- Opening Delimiter -
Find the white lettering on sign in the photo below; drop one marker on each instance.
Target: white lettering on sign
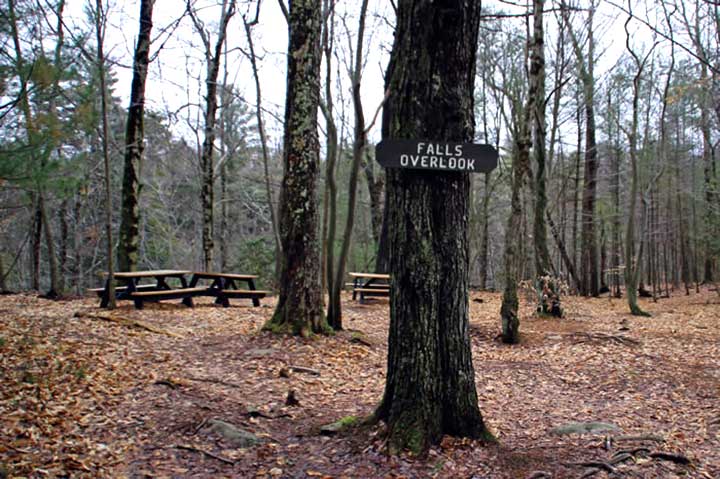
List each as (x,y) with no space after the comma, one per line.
(438,156)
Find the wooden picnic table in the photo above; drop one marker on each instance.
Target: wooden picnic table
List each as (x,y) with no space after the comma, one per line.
(370,284)
(224,286)
(139,293)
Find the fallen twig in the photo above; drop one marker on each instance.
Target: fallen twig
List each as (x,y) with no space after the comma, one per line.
(594,464)
(202,451)
(214,381)
(131,323)
(633,452)
(589,337)
(641,437)
(666,456)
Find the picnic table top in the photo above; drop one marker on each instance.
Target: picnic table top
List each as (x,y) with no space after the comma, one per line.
(370,275)
(208,275)
(151,273)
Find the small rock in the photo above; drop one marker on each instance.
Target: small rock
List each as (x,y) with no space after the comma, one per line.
(291,399)
(232,434)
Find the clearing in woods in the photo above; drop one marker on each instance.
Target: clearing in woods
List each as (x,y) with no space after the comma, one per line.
(160,392)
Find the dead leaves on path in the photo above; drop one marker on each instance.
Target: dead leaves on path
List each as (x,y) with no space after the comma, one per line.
(107,394)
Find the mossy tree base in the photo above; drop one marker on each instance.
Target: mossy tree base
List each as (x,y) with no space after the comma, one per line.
(430,389)
(300,310)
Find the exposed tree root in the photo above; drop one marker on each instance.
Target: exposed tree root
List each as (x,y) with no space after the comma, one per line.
(666,456)
(202,451)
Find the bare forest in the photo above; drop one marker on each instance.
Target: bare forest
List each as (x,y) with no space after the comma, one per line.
(239,137)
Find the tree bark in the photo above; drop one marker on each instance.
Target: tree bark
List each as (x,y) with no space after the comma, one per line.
(129,234)
(359,148)
(212,57)
(485,240)
(632,262)
(299,309)
(100,22)
(588,241)
(430,388)
(543,264)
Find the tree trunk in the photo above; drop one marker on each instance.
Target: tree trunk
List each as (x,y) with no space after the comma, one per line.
(299,308)
(382,261)
(543,264)
(55,290)
(3,275)
(64,244)
(632,262)
(265,153)
(509,310)
(129,235)
(485,240)
(359,147)
(588,241)
(430,388)
(35,246)
(213,55)
(375,184)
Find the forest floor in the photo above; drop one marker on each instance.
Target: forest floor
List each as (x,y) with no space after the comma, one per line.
(83,396)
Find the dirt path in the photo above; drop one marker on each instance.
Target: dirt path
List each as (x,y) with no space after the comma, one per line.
(85,397)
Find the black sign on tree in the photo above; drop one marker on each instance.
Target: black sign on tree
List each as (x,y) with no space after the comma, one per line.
(436,155)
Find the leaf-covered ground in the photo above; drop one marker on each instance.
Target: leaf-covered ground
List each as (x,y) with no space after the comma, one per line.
(83,396)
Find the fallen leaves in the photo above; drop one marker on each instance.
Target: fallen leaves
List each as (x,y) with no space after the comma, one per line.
(83,397)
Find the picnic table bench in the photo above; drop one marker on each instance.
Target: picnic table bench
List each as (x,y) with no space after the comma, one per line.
(370,284)
(222,288)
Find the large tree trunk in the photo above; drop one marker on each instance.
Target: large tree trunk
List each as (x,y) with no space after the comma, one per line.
(129,235)
(588,241)
(299,308)
(430,388)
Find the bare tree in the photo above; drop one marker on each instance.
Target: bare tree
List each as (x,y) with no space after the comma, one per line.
(129,235)
(213,56)
(299,309)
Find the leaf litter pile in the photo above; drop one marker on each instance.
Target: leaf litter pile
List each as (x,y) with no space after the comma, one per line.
(171,391)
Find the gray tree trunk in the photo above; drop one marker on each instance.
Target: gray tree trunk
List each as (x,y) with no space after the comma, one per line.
(430,388)
(129,234)
(299,308)
(213,55)
(543,264)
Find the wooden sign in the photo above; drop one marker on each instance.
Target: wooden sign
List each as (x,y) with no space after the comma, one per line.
(436,155)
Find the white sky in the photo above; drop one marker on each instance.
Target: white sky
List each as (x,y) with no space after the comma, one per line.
(176,76)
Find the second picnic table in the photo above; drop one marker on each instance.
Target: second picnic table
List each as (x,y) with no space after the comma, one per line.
(370,284)
(223,287)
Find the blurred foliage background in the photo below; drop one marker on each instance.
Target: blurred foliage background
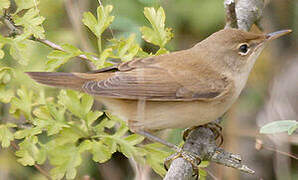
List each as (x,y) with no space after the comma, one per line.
(191,21)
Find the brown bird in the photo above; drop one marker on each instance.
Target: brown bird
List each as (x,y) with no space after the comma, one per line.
(177,90)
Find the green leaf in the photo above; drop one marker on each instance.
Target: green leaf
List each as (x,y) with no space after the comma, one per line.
(71,100)
(101,153)
(105,123)
(103,57)
(125,49)
(31,21)
(4,4)
(25,4)
(279,126)
(6,94)
(67,136)
(103,21)
(92,116)
(58,58)
(6,135)
(50,118)
(158,34)
(19,51)
(65,159)
(20,134)
(6,74)
(202,174)
(155,157)
(28,151)
(22,103)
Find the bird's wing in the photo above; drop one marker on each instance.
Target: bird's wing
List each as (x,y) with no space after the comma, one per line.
(153,80)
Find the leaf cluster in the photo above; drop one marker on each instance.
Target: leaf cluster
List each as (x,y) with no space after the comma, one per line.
(61,130)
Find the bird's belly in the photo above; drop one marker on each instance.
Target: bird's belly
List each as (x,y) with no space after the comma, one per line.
(162,115)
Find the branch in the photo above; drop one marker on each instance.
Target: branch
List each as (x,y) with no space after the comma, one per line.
(201,141)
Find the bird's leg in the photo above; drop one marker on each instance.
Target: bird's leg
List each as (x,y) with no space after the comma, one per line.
(190,157)
(214,127)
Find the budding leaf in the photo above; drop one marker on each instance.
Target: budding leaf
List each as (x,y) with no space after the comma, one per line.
(99,25)
(31,21)
(4,4)
(6,135)
(125,49)
(22,103)
(57,58)
(28,151)
(157,34)
(25,4)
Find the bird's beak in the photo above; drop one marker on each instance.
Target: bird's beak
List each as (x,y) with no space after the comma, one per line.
(277,34)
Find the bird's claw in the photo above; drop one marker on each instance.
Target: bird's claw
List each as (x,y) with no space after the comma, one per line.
(192,158)
(214,127)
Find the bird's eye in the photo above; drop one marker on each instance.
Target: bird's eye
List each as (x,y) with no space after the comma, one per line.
(243,49)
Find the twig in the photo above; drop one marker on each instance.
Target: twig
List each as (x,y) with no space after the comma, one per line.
(6,19)
(248,13)
(231,18)
(201,141)
(74,15)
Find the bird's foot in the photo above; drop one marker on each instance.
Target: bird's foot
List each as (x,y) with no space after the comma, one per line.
(194,160)
(214,127)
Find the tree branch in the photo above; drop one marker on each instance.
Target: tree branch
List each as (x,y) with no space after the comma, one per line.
(201,141)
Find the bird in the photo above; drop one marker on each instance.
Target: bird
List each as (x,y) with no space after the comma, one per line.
(182,89)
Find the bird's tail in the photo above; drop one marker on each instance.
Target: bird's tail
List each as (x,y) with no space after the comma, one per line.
(59,79)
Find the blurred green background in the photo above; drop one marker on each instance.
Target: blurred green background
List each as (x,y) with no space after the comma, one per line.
(191,21)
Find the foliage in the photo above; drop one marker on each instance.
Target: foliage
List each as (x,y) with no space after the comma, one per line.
(289,126)
(59,129)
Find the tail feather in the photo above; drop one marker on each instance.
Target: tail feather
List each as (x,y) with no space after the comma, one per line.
(59,79)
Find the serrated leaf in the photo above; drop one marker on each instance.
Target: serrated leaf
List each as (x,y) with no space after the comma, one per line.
- Closing Delimiter -
◆ Description of the task
Scan the records for the string "root" and report each line where it occurs.

◆ Answer to the exercise
Find the exposed tree root in the photo above; drop one marker on each instance.
Target: exposed tree root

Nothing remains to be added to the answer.